# BACAAN
———

JAKARTA – Dua maskapai yang menurunkan penumpang penerbangan internasional ke terminal domestik merupakan hal yang tak sepele. Apalagi salah terminal ini justru terbongkar setelah seorang penumpang membeberkan kejanggalan ini di media sosial tanpa bersumber pemantauan petugas bandara. Kejadian ini harus menjadi perhatian serius serta menunjukkan persoalan-persoalan yang masih saja menimpa manajemen penerbangan di Indonesia.
Peristiwa ini terjadi terhadap penerbangan Lion Air JT 161 yang terbang dari Singapura, Selasa (10/5/2016) jam 18.50, dan landing di Bandara Soekarno Hatta jam 19.35 WIB. Pesawat ini ternyata landing di remote area Terminal 1 dan oleh bus Lion diturunkan di Terminal I yakni terminal domestik. Akibatnya nyaris beberapa penumpang internasional melanggeng bebas masuk Indonesia tanpa pemeriksaan imigrasi.
Kejadian kedua terjadi pada Senin (16/5/2016) saat pesawat AirAsia QZ509 yang mengangkut 155 penumpang dari Singapura mendarat di Bandara Ngurah Rai, Denpasar, Bali pada pukul 23.54 WITA. Namun kemudian entah bagaimana, sebanyak 48 penumpang diturunkan ke terminal kedatangan domestik. Walaupun kemudian berhasil terpantau dan puluhan penumpang tersebut diarahkan ke kedatangan internasional.
Perbaikan Menyeluruh
Pengamat Penerbangan, Marsekal (Purn) Chappy Hakim mengatakan insiden Lion Air dan Air Asia di Bandara Ngurah Rai dan Soekarnao Hatta semestinya dilihat pada persoalan secara keseluruhan mengenai manajemen penerbangan di Indonesia. Bahkan, kejadian ini menunjukkan adanya kebiasaan sistem kerja tanpa rencana dan sistem tambal sulam. Lebih parah lagi, pengelolaan dan manajemen penerbangan yang bermasalah sudah banyak terjadi.

———

# BAHAN SUMBER
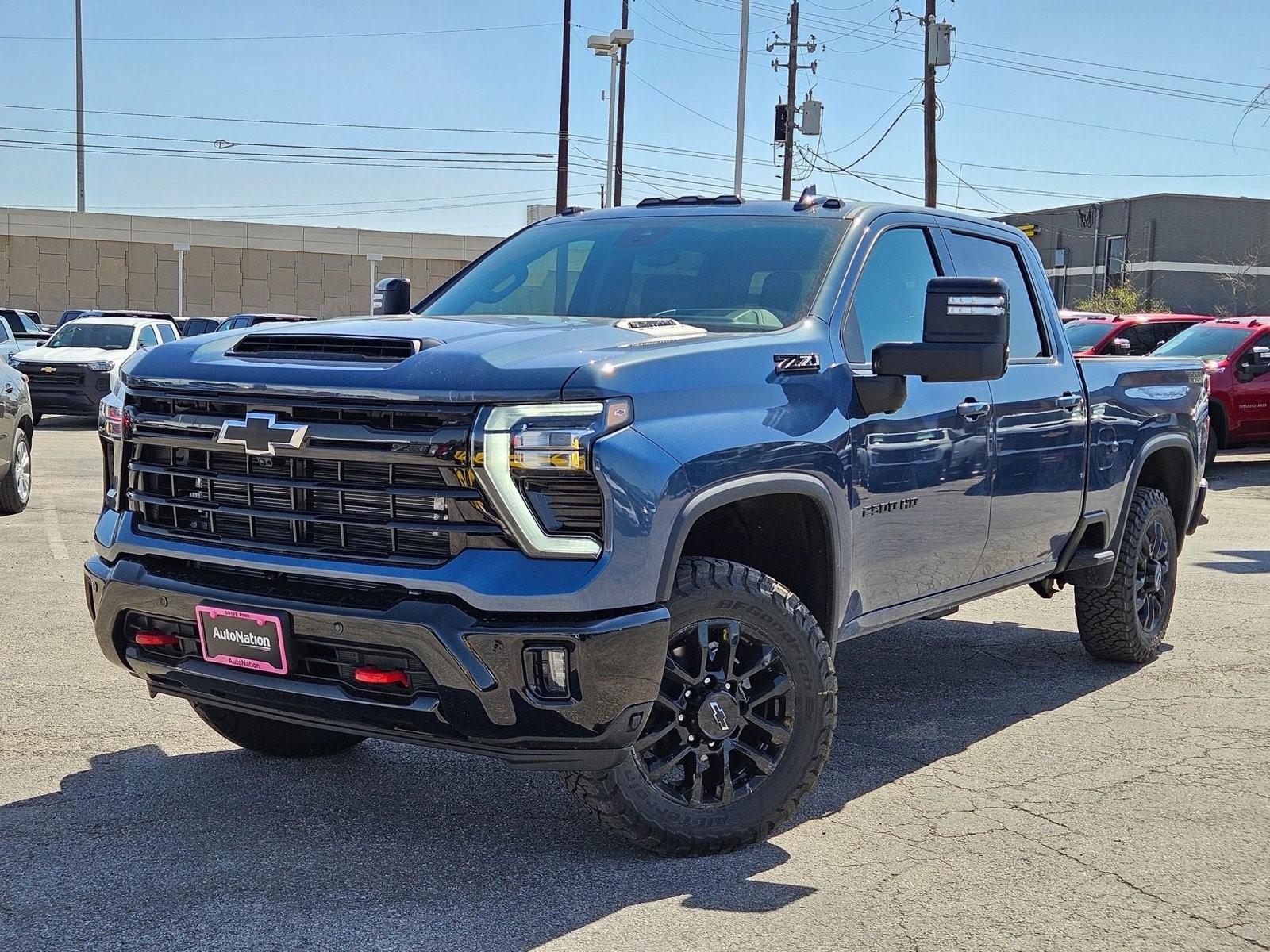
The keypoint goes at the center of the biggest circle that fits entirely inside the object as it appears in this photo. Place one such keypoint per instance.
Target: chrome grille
(368, 486)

———

# TUGAS
1. Ubahlah bagian bacaan yang dimulai dari "JAKARTA – Dua" dan berakhir pada "menimpa manajemen penerbangan di Indonesia." dengan mengganti "maskapai" menjadi "perusahaan penerbangan".
2. Menurut bacaan, berapa penumpang AirAsia QZ509 yang diturunkan ke terminal kedatangan domestik?

# JAWABAN TIAP TUGAS
1.
JAKARTA – Dua perusahaan penerbangan yang menurunkan penumpang penerbangan internasional ke terminal domestik merupakan hal yang tak sepele. Apalagi salah terminal ini justru terbongkar setelah seorang penumpang membeberkan kejanggalan ini di media sosial tanpa bersumber pemantauan petugas bandara. Kejadian ini harus menjadi perhatian serius serta menunjukkan persoalan-persoalan yang masih saja menimpa manajemen penerbangan di Indonesia.

2. Sebanyak 48 penumpang.